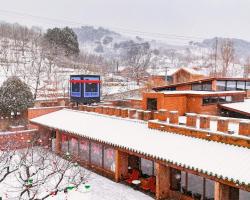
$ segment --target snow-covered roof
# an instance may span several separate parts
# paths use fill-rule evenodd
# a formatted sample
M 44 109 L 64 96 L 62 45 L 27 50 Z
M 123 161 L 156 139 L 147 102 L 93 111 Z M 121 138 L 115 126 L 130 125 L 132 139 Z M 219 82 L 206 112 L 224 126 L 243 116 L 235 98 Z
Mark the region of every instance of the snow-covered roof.
M 175 90 L 175 91 L 160 91 L 157 93 L 163 94 L 197 94 L 197 95 L 213 95 L 213 94 L 232 94 L 232 93 L 242 93 L 244 94 L 245 91 L 196 91 L 196 90 Z
M 250 114 L 250 99 L 245 99 L 244 102 L 222 104 L 223 107 Z
M 173 71 L 172 74 L 170 75 L 173 75 L 175 74 L 176 72 L 180 71 L 180 70 L 185 70 L 187 72 L 189 72 L 190 74 L 194 74 L 194 75 L 204 75 L 204 72 L 202 71 L 198 71 L 198 70 L 195 70 L 193 68 L 190 68 L 190 67 L 181 67 L 181 68 L 178 68 L 177 70 Z
M 63 109 L 31 122 L 126 148 L 240 183 L 250 183 L 250 149 L 149 129 L 147 123 Z

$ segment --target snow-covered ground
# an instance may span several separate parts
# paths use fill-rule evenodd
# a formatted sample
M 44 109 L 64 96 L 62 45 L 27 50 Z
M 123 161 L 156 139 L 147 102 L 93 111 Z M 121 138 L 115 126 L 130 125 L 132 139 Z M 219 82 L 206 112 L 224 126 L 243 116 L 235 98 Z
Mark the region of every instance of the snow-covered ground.
M 91 173 L 88 184 L 90 191 L 70 191 L 68 194 L 58 194 L 48 200 L 153 200 L 152 197 L 133 188 L 115 183 L 103 176 Z

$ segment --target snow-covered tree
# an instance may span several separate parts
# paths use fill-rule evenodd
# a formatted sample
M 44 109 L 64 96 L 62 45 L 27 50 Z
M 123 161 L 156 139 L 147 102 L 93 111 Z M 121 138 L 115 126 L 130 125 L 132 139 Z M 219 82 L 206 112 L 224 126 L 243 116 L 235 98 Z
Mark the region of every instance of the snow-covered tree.
M 34 99 L 29 86 L 18 77 L 8 78 L 0 87 L 0 113 L 17 116 L 33 106 Z

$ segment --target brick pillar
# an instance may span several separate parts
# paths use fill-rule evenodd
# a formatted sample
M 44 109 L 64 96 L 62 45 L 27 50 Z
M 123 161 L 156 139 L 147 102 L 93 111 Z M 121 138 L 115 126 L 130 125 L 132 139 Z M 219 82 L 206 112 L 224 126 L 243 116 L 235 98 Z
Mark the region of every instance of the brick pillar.
M 56 131 L 56 153 L 60 154 L 62 151 L 62 134 Z
M 107 115 L 107 114 L 108 114 L 108 107 L 107 107 L 107 106 L 103 106 L 103 107 L 102 107 L 102 113 L 103 113 L 104 115 Z
M 157 119 L 160 121 L 167 121 L 168 111 L 165 109 L 160 109 L 157 114 Z
M 179 113 L 178 111 L 169 112 L 169 123 L 170 124 L 179 124 Z
M 137 118 L 143 120 L 143 110 L 137 110 Z
M 239 123 L 239 135 L 250 136 L 250 122 L 241 121 Z
M 225 118 L 219 118 L 217 121 L 217 131 L 228 133 L 228 120 Z
M 96 107 L 95 111 L 99 114 L 102 114 L 102 106 Z
M 114 115 L 115 108 L 114 107 L 109 107 L 108 113 L 109 115 Z
M 214 200 L 239 200 L 239 189 L 215 182 Z
M 129 111 L 128 111 L 128 117 L 130 119 L 135 119 L 136 118 L 136 109 L 129 109 Z
M 83 110 L 84 110 L 83 105 L 79 105 L 79 110 L 81 110 L 81 111 L 83 111 Z
M 196 113 L 186 113 L 187 116 L 187 126 L 196 128 L 197 114 Z
M 159 115 L 159 112 L 158 111 L 154 111 L 154 113 L 153 113 L 153 119 L 159 119 L 158 115 Z
M 145 110 L 143 111 L 143 120 L 148 121 L 151 119 L 151 111 Z
M 128 117 L 128 109 L 127 108 L 122 108 L 121 109 L 121 117 L 122 118 L 127 118 Z
M 156 199 L 169 198 L 170 192 L 170 167 L 155 163 L 156 167 Z
M 115 150 L 115 181 L 119 182 L 128 175 L 128 154 Z
M 206 115 L 200 115 L 200 128 L 210 129 L 210 117 Z
M 116 117 L 121 117 L 121 108 L 116 107 L 115 110 L 114 110 L 114 115 Z

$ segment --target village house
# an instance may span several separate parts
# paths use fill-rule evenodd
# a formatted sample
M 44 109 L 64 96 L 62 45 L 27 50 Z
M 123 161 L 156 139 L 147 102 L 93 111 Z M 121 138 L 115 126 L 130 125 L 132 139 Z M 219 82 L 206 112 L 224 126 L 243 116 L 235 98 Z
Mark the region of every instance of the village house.
M 250 198 L 249 121 L 238 121 L 232 134 L 230 118 L 212 123 L 209 116 L 186 113 L 183 120 L 164 109 L 70 107 L 39 117 L 38 108 L 29 110 L 39 134 L 55 138 L 59 155 L 156 199 Z

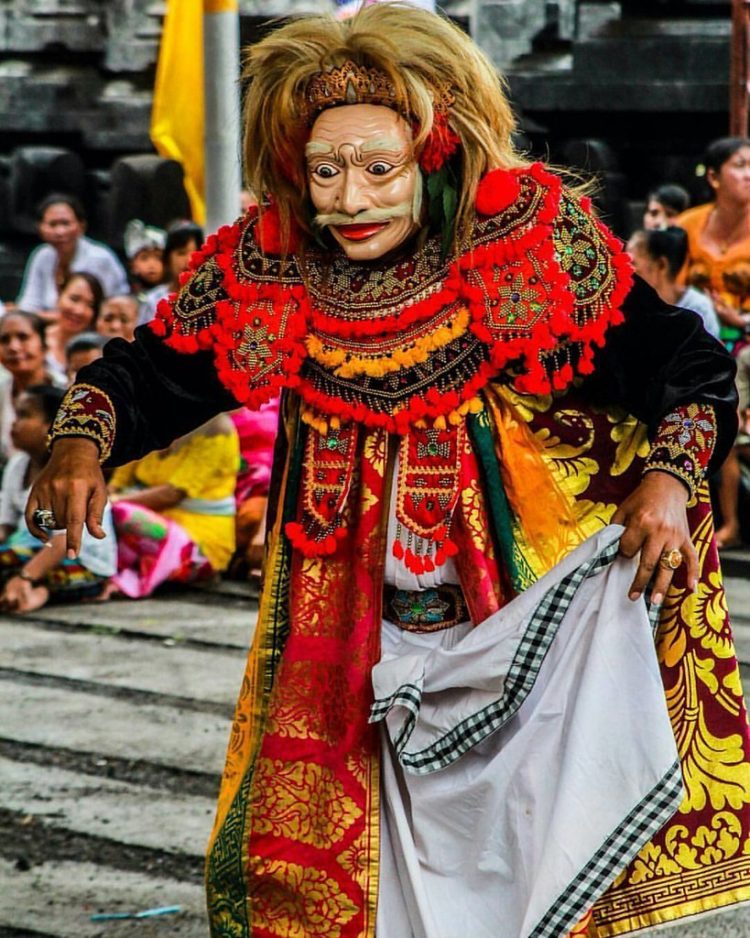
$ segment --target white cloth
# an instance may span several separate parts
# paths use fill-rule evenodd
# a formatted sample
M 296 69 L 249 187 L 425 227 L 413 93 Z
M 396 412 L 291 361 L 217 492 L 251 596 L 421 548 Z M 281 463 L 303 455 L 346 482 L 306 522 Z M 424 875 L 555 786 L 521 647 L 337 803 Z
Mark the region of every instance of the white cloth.
M 474 628 L 384 623 L 377 938 L 561 938 L 677 810 L 636 561 L 611 562 L 621 532 Z
M 14 453 L 5 466 L 0 490 L 0 524 L 26 535 L 31 543 L 32 540 L 36 541 L 36 538 L 33 538 L 24 517 L 31 491 L 31 487 L 25 485 L 29 461 L 30 457 L 27 453 Z M 117 573 L 117 540 L 112 522 L 112 507 L 109 503 L 104 509 L 102 527 L 107 536 L 101 541 L 92 537 L 84 528 L 78 560 L 91 573 L 109 577 Z M 55 536 L 61 537 L 62 534 Z M 36 543 L 39 542 L 36 541 Z
M 141 304 L 138 309 L 139 326 L 145 326 L 147 322 L 151 322 L 156 315 L 156 307 L 162 300 L 169 296 L 170 292 L 171 290 L 168 283 L 160 283 L 158 286 L 147 290 L 142 295 Z
M 715 339 L 719 338 L 719 331 L 721 329 L 719 317 L 716 315 L 714 304 L 705 293 L 701 293 L 701 291 L 696 290 L 695 287 L 688 287 L 677 301 L 677 305 L 681 306 L 683 309 L 690 309 L 694 313 L 697 313 L 703 320 L 703 326 L 706 332 Z
M 31 252 L 23 274 L 21 292 L 16 305 L 30 313 L 57 307 L 55 269 L 57 253 L 51 244 L 40 244 Z M 78 239 L 70 264 L 72 273 L 93 274 L 101 283 L 105 296 L 130 293 L 125 268 L 106 244 L 92 241 L 85 235 Z

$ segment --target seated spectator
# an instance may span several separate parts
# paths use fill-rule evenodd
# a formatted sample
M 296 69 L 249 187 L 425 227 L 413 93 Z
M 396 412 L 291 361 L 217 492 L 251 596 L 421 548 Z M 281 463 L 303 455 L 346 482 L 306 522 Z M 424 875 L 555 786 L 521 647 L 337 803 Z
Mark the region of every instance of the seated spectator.
M 118 537 L 108 595 L 149 596 L 224 570 L 234 551 L 239 443 L 225 414 L 116 469 L 110 480 Z
M 82 332 L 68 342 L 65 346 L 68 384 L 73 384 L 81 368 L 85 368 L 86 365 L 102 357 L 104 346 L 108 341 L 98 332 Z
M 114 251 L 84 234 L 86 216 L 78 199 L 49 195 L 38 208 L 39 236 L 16 300 L 19 309 L 54 319 L 58 297 L 72 273 L 97 278 L 105 296 L 128 293 L 128 278 Z
M 83 533 L 81 553 L 65 556 L 64 532 L 53 533 L 45 547 L 26 527 L 24 511 L 29 489 L 44 468 L 47 434 L 64 392 L 51 385 L 33 385 L 20 396 L 11 435 L 17 450 L 3 473 L 0 491 L 0 609 L 32 612 L 50 597 L 94 598 L 115 571 L 116 545 L 112 513 L 105 509 L 104 540 Z
M 643 227 L 646 231 L 669 228 L 677 221 L 690 205 L 690 196 L 686 189 L 674 183 L 666 183 L 649 192 L 646 199 L 646 211 L 643 213 Z
M 144 224 L 140 218 L 125 227 L 125 256 L 130 267 L 133 293 L 151 290 L 164 280 L 164 242 L 167 233 Z
M 636 231 L 628 242 L 628 253 L 633 258 L 636 273 L 651 284 L 665 303 L 697 313 L 706 332 L 718 339 L 719 317 L 711 300 L 695 287 L 678 283 L 687 249 L 687 234 L 675 226 Z
M 47 361 L 47 324 L 35 313 L 15 310 L 0 319 L 0 462 L 15 452 L 11 427 L 16 404 L 23 392 L 35 384 L 65 386 L 59 371 Z
M 237 476 L 237 550 L 230 574 L 246 579 L 260 572 L 263 560 L 266 506 L 271 464 L 279 423 L 279 399 L 259 410 L 240 407 L 229 415 L 240 440 L 240 473 Z
M 71 274 L 57 302 L 57 322 L 47 329 L 50 363 L 67 377 L 65 349 L 71 339 L 96 329 L 102 305 L 102 287 L 92 274 Z
M 107 339 L 133 339 L 138 325 L 138 297 L 110 296 L 102 303 L 102 311 L 96 321 L 96 331 Z
M 180 221 L 167 228 L 164 245 L 165 282 L 149 290 L 141 304 L 138 324 L 151 322 L 156 307 L 164 297 L 175 293 L 180 287 L 180 274 L 187 270 L 190 255 L 203 244 L 203 231 L 191 221 Z

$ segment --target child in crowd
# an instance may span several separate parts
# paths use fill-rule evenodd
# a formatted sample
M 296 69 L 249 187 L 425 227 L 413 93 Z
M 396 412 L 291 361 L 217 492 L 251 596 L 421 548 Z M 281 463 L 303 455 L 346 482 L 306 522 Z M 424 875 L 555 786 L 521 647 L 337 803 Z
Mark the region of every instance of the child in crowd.
M 19 309 L 54 321 L 60 291 L 77 272 L 96 277 L 106 296 L 127 292 L 128 280 L 114 251 L 86 237 L 86 215 L 78 199 L 53 193 L 39 204 L 37 214 L 45 244 L 29 256 L 16 300 Z
M 146 225 L 140 218 L 125 227 L 125 255 L 130 267 L 133 293 L 152 290 L 164 279 L 164 242 L 167 233 Z
M 13 310 L 0 319 L 0 463 L 15 450 L 11 427 L 16 419 L 16 404 L 23 392 L 35 384 L 66 381 L 47 360 L 47 323 L 36 313 Z
M 65 346 L 68 383 L 73 384 L 81 368 L 102 357 L 104 346 L 109 340 L 98 332 L 82 332 Z
M 82 332 L 96 329 L 103 300 L 102 286 L 93 274 L 71 274 L 63 283 L 57 302 L 57 322 L 47 329 L 50 365 L 66 376 L 68 342 Z
M 225 414 L 160 452 L 115 469 L 110 498 L 118 572 L 107 595 L 149 596 L 226 569 L 234 551 L 237 433 Z
M 130 342 L 138 325 L 138 298 L 111 296 L 102 303 L 102 311 L 96 321 L 96 331 L 107 339 L 125 339 Z
M 191 221 L 175 222 L 167 228 L 164 245 L 165 282 L 145 295 L 141 304 L 139 325 L 150 322 L 156 315 L 156 307 L 164 297 L 175 293 L 180 287 L 180 274 L 187 270 L 190 255 L 203 244 L 203 231 Z
M 687 190 L 674 183 L 665 183 L 652 192 L 646 199 L 646 211 L 643 213 L 643 227 L 646 231 L 669 228 L 677 221 L 677 216 L 690 205 Z
M 45 544 L 29 533 L 24 520 L 29 489 L 47 460 L 47 434 L 63 391 L 51 385 L 26 388 L 16 404 L 11 436 L 17 452 L 3 473 L 0 491 L 0 609 L 32 612 L 52 596 L 82 599 L 98 596 L 116 569 L 112 513 L 107 506 L 104 540 L 84 531 L 81 553 L 65 556 L 65 536 L 54 533 Z
M 651 284 L 665 303 L 691 309 L 703 320 L 706 332 L 719 337 L 719 319 L 713 303 L 695 287 L 678 283 L 680 271 L 687 257 L 688 239 L 682 228 L 636 231 L 628 242 L 628 253 L 633 258 L 637 274 Z

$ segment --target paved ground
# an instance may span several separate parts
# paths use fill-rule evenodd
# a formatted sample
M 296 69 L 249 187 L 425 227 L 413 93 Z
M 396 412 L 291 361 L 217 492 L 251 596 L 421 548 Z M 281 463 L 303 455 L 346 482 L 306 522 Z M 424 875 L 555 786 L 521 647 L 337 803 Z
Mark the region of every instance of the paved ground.
M 750 556 L 727 572 L 750 666 Z M 256 611 L 225 586 L 0 617 L 0 936 L 205 938 L 202 854 Z M 180 912 L 91 920 L 164 906 Z M 669 934 L 750 938 L 750 910 Z

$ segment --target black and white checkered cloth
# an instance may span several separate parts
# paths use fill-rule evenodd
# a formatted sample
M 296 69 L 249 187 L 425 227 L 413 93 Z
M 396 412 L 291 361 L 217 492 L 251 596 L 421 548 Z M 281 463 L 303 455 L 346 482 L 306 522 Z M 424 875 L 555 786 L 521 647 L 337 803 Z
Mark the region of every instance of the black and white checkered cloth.
M 682 772 L 678 760 L 612 831 L 530 932 L 529 938 L 567 935 L 591 908 L 592 897 L 600 896 L 675 814 L 682 796 Z
M 425 749 L 405 752 L 419 713 L 421 687 L 402 684 L 391 696 L 373 703 L 371 723 L 385 719 L 394 707 L 404 707 L 409 711 L 393 743 L 399 762 L 407 771 L 414 775 L 437 772 L 460 759 L 510 720 L 534 687 L 545 656 L 581 583 L 606 569 L 617 557 L 618 549 L 619 543 L 614 541 L 545 593 L 518 643 L 501 697 L 456 724 Z

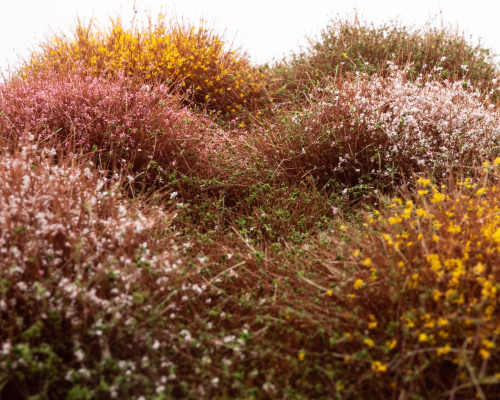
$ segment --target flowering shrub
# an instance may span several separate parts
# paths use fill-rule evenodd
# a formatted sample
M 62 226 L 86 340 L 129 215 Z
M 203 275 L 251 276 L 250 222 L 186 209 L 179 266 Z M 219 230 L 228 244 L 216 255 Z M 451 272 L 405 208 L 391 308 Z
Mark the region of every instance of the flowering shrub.
M 393 198 L 369 215 L 366 236 L 336 256 L 351 271 L 332 284 L 349 315 L 332 346 L 353 374 L 346 388 L 361 375 L 357 389 L 381 397 L 498 393 L 500 158 L 486 165 L 450 187 L 418 179 L 413 199 Z
M 387 70 L 387 61 L 400 67 L 411 62 L 409 76 L 430 74 L 435 79 L 468 79 L 481 89 L 494 86 L 499 69 L 495 55 L 452 26 L 402 26 L 400 21 L 375 25 L 358 18 L 336 18 L 311 38 L 309 46 L 276 66 L 278 89 L 300 95 L 327 76 L 355 71 L 370 75 Z M 278 93 L 279 94 L 279 93 Z M 497 95 L 495 95 L 497 98 Z
M 81 73 L 0 84 L 0 135 L 12 138 L 26 129 L 40 140 L 54 136 L 95 152 L 103 167 L 130 168 L 150 183 L 161 183 L 174 169 L 188 173 L 199 166 L 210 132 L 209 123 L 181 107 L 165 86 Z
M 157 306 L 172 321 L 187 305 L 181 284 L 195 299 L 205 289 L 191 285 L 184 247 L 171 242 L 172 216 L 147 199 L 129 202 L 120 178 L 84 160 L 55 163 L 33 143 L 0 156 L 2 395 L 160 393 L 175 357 L 156 352 L 172 345 Z
M 462 82 L 409 81 L 395 68 L 389 77 L 339 80 L 312 100 L 262 140 L 262 152 L 288 175 L 392 185 L 498 153 L 498 112 Z
M 140 28 L 119 19 L 107 29 L 79 23 L 72 36 L 54 35 L 41 43 L 29 68 L 67 73 L 83 67 L 92 76 L 125 73 L 178 84 L 198 105 L 232 114 L 258 100 L 263 76 L 244 54 L 226 50 L 223 40 L 204 23 L 182 25 L 163 15 Z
━━━━
Prompt:
Filter the records above and copy every line that contains the word "segment".

Exercise output:
$ segment --target snow-covered roof
$ segment --target snow-covered ground
$ segment --target snow-covered tree
$ segment --target brick pillar
$ segment --target village house
$ segment --target white cloth
$ segment --target seated spectator
$ segment --target child in crowd
$ segment --target paved ground
$ segment --target black and white checkered cloth
$ segment --target flowering shrub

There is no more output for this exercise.